→ **What you have to do**
Show each line of the records below that contains the word "hair", reproducing every such line in full.
+++
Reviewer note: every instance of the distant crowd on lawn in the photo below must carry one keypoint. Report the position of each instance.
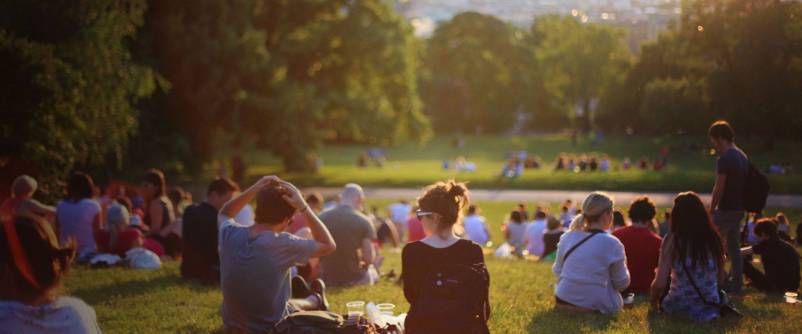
(276, 259)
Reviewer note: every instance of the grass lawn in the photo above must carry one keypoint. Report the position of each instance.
(134, 301)
(691, 167)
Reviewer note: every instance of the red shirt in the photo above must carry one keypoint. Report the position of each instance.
(415, 230)
(643, 252)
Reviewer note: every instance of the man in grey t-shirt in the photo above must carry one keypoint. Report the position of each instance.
(255, 261)
(353, 233)
(727, 204)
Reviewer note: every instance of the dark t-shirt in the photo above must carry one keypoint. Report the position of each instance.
(781, 262)
(643, 252)
(200, 260)
(348, 227)
(417, 261)
(735, 165)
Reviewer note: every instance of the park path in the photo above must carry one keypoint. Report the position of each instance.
(553, 196)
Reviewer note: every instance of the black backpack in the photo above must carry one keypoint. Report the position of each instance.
(458, 294)
(310, 322)
(756, 189)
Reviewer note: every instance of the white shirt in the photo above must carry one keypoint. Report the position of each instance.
(476, 229)
(534, 237)
(594, 274)
(399, 212)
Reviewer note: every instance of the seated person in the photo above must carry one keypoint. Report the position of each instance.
(351, 263)
(200, 260)
(255, 261)
(691, 266)
(33, 265)
(780, 260)
(551, 238)
(533, 238)
(476, 226)
(22, 202)
(439, 303)
(591, 266)
(641, 245)
(119, 236)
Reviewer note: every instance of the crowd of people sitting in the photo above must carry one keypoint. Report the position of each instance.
(279, 258)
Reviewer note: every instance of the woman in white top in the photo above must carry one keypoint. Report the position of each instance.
(591, 265)
(78, 215)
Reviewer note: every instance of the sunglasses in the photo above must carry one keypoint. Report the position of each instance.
(420, 214)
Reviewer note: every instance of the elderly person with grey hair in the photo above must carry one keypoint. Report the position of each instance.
(119, 236)
(352, 262)
(591, 265)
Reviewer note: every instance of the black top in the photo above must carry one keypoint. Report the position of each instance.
(735, 165)
(200, 260)
(550, 241)
(781, 262)
(419, 260)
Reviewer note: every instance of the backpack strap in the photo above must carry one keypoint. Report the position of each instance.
(695, 287)
(592, 234)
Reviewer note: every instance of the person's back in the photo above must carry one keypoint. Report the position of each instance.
(349, 228)
(781, 263)
(75, 221)
(642, 248)
(34, 266)
(534, 237)
(476, 229)
(594, 273)
(199, 257)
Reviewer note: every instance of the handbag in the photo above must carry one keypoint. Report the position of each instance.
(725, 305)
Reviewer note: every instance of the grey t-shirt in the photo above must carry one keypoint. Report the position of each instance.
(64, 315)
(734, 164)
(348, 227)
(255, 275)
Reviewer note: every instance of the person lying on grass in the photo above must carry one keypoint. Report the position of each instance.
(591, 266)
(32, 265)
(255, 261)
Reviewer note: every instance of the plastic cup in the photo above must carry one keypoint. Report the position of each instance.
(386, 309)
(790, 297)
(355, 308)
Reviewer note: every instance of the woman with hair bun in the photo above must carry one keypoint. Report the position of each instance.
(591, 264)
(32, 265)
(445, 278)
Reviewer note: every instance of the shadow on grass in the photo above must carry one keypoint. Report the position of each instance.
(94, 295)
(552, 321)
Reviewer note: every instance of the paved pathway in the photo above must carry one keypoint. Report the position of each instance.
(552, 196)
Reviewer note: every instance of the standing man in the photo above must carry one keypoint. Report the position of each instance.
(353, 261)
(727, 204)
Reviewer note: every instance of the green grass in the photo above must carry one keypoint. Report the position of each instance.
(691, 167)
(521, 295)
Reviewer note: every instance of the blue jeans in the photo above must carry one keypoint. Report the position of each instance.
(729, 226)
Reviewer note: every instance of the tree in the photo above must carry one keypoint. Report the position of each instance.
(474, 67)
(579, 62)
(70, 86)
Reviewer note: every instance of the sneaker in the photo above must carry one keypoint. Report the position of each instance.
(319, 289)
(299, 288)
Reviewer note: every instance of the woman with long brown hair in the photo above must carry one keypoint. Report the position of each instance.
(691, 265)
(32, 265)
(445, 278)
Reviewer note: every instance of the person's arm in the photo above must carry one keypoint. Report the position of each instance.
(325, 242)
(718, 191)
(234, 205)
(619, 274)
(156, 213)
(661, 279)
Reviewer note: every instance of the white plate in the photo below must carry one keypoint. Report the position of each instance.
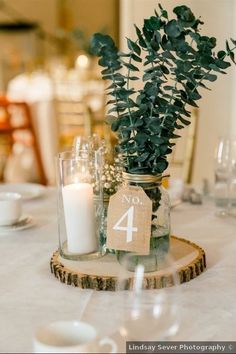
+++
→ **Worked solution**
Reviewer note: every instance of the elderly person with grey hair in the photo above must carry one keypoint. Report the position of each instance.
Reviewer note: every instance of the woman with hair bun in the photo above must carry one keypoint. Report the position of each instance.
Reviewer note: every instance of the woman with long brown hair in the photo above must carry one keypoint. Report the position of each instance.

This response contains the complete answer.